_Short task_.
Copy out the material below, swapping "single point" for "one point" wherever it occurs and keeping everything else unchanged. Omit the pictures from your answer.

_Point labeling material_.
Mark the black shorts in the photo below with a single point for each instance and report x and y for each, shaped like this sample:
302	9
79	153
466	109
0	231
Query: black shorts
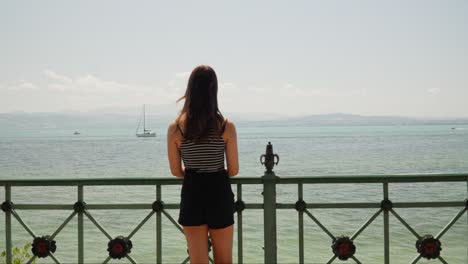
206	198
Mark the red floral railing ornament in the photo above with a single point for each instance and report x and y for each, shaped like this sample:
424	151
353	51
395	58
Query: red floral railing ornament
119	247
42	246
429	247
343	248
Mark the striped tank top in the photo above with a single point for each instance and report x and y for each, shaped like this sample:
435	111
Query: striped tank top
204	156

_Answer to the task_.
Mark the black shorts in the photo below with a one point for each instance and report x and y for each, shaped like this sample:
302	9
79	153
466	109
0	231
Query: black shorts
206	198
Mark the red floral railing ornament in the photo above with a one point for each instance and report x and y for each, shaped like this sample:
424	151
353	51
395	58
Query: red floral railing ornament
119	247
42	246
429	247
343	248
Mark the striped tank top in the photo above with a one point for each instance and report x and y for each, shaped like this sample:
435	111
Query: striped tank top
204	156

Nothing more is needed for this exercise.